## begin

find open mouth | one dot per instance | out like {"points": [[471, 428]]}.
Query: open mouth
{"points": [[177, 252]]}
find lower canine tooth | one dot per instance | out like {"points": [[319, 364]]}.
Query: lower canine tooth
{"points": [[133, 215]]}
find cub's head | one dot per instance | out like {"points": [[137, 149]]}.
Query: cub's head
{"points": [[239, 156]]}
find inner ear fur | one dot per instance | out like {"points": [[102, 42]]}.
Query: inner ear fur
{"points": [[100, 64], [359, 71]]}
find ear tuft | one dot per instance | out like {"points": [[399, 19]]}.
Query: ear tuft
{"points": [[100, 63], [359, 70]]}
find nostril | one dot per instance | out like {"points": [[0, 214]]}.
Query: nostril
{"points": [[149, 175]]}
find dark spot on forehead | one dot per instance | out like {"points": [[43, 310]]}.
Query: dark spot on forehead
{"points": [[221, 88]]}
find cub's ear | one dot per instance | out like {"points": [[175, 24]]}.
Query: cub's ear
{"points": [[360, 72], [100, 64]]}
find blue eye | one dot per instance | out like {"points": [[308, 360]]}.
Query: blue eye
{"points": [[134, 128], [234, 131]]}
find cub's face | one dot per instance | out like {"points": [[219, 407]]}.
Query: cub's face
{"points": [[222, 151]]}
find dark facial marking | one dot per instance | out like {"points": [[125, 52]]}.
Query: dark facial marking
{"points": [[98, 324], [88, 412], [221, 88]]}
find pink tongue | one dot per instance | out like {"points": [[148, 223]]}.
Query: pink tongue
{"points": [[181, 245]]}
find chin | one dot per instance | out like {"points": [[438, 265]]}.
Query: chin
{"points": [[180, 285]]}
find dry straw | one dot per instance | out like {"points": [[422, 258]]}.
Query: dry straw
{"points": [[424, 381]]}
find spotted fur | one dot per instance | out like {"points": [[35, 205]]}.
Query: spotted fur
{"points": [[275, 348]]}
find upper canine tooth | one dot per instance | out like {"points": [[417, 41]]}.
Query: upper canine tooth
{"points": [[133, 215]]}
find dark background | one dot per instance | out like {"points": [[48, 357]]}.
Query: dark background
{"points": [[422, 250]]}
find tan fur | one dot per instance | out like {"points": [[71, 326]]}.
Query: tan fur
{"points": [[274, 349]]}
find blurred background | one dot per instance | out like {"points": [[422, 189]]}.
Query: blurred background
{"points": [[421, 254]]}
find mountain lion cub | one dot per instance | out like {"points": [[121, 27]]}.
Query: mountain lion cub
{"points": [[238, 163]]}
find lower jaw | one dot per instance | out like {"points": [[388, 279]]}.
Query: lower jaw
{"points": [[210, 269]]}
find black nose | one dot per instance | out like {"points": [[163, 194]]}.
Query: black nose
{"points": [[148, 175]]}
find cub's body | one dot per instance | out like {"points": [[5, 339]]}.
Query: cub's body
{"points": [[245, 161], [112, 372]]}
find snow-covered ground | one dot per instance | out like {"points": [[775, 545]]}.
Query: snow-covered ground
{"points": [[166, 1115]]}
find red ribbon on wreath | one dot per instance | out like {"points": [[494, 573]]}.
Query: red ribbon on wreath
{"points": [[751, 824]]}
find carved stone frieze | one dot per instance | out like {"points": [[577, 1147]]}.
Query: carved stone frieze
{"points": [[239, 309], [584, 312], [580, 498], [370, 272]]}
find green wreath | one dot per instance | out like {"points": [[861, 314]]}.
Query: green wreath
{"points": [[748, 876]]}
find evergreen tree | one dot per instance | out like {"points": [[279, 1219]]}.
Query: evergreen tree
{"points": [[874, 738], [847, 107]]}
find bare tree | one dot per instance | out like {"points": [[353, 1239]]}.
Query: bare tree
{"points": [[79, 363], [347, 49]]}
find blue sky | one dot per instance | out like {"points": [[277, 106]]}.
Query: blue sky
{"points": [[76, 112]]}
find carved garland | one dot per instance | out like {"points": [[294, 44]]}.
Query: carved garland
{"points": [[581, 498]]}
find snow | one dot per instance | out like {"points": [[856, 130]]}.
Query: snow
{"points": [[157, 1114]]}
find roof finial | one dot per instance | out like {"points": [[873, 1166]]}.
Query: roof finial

## end

▶ _What is needed_:
Turn the listing above into a numbered list, one entry per line, with any blank lines dropped.

▶ _Response for this exercise_:
1. find open mouth | one dot per instance | out like {"points": [[471, 428]]}.
2. Query: open mouth
3. {"points": [[177, 252]]}
4. find lower canine tooth | one dot per instance | out like {"points": [[319, 364]]}.
5. Query: lower canine tooth
6. {"points": [[133, 215]]}
7. find cub's head | one dot per instance | out like {"points": [[137, 149]]}.
8. Query: cub's head
9. {"points": [[239, 156]]}
10. find inner ear fur | one dot per instance | out like {"points": [[102, 42]]}.
11. Query: inner ear fur
12. {"points": [[100, 64], [359, 71]]}
13. find ear tuft | one dot per instance | out like {"points": [[399, 19]]}.
14. Query: ear tuft
15. {"points": [[100, 63], [359, 70]]}
16. find nostril | one dot per instance | out like {"points": [[0, 214]]}.
17. Query: nostril
18. {"points": [[149, 175]]}
19. find dark spot on forehead | one dot per instance | out like {"points": [[43, 310]]}.
20. Query: dark spot on forehead
21. {"points": [[221, 88]]}
22. find cub's ear | one dot per instance | out like {"points": [[175, 24]]}.
23. Query: cub's ear
24. {"points": [[360, 72], [100, 64]]}
25. find blue eye | one dot per instance | out like {"points": [[308, 360]]}.
26. Query: blue eye
27. {"points": [[134, 128], [234, 131]]}
28. find cub's face | one dot per instance | out like {"points": [[219, 407]]}.
29. Query: cub's face
30. {"points": [[222, 151]]}
31. find dark facial marking | one dot per instance | out like {"points": [[125, 52]]}.
32. Query: dark facial marking
33. {"points": [[98, 324], [88, 412], [221, 88]]}
34. find pink tongue | one dot per instance | out like {"points": [[148, 223]]}.
35. Query: pink tongue
36. {"points": [[181, 245]]}
37. find chin | one dot per instance | out like {"points": [[438, 265]]}.
38. Query: chin
39. {"points": [[180, 285]]}
40. find dry straw | one dot per instance | out like {"points": [[422, 258]]}.
41. Query: dry straw
42. {"points": [[424, 381]]}
43. find spotted fur | one dot per instance | out like {"points": [[35, 205]]}.
44. Query: spotted fur
45. {"points": [[275, 348]]}
46. find upper canine tooth | one dot per instance | out like {"points": [[417, 41]]}.
47. Query: upper canine tooth
48. {"points": [[133, 215]]}
49. find dark background | one dot per instance | out like {"points": [[48, 357]]}.
50. Query: dark background
51. {"points": [[422, 250]]}
52. find tan fur | one dot per instance | out like {"points": [[71, 326]]}.
53. Query: tan fur
54. {"points": [[274, 349]]}
55. find blurred background | one dot per instance | out like {"points": [[422, 189]]}.
56. Query: blurred background
57. {"points": [[421, 254]]}
58. find mountain lion cub | one dot per instance | out like {"points": [[121, 27]]}.
59. Query: mountain lion cub
60. {"points": [[238, 163]]}
61. find lower jaw | one dot per instance | out like {"points": [[388, 279]]}.
62. Query: lower jaw
63. {"points": [[210, 269]]}
64. find black nose | one dot per instance | out like {"points": [[163, 194]]}.
65. Query: black nose
66. {"points": [[148, 175]]}
67. find cub's body | one dot per instance | out like {"points": [[5, 339]]}.
68. Query: cub's body
69. {"points": [[245, 161], [112, 372]]}
70. find snow-covered ground | one dot per instance | out like {"points": [[775, 545]]}.
71. Query: snow-covered ground
72. {"points": [[166, 1115]]}
73. find red ribbon on wreath | one dot per instance | out like {"points": [[494, 573]]}.
74. Query: red ribbon on wreath
75. {"points": [[751, 824]]}
76. find carved stone frieze | one dot per instance | out like {"points": [[577, 1147]]}.
77. Query: carved stone frieze
78. {"points": [[239, 309], [584, 312], [580, 498], [370, 272]]}
79. find green wreath | one dot per instance | out like {"points": [[861, 314]]}.
80. Query: green wreath
81. {"points": [[748, 876]]}
82. find evergreen tree | one dot per instance | out like {"points": [[279, 1219]]}.
83. Query: evergreen tree
84. {"points": [[874, 738], [847, 107]]}
85. find bare tree | one dot per instance | out like {"points": [[353, 1239]]}.
86. Query: bare tree
87. {"points": [[79, 363], [347, 49]]}
88. find blue sky | one dot per instance | out like {"points": [[277, 106]]}.
89. Query: blue sky
90. {"points": [[76, 112]]}
91. find carved garland | one dot per instance | out like {"points": [[294, 44]]}.
92. Query: carved garland
93. {"points": [[581, 498]]}
94. find snow | one dot per instance | out like {"points": [[856, 130]]}.
95. Query: snow
96. {"points": [[157, 1114]]}
97. find roof finial | one dot per instance | out like {"points": [[873, 1166]]}.
98. Query: roof finial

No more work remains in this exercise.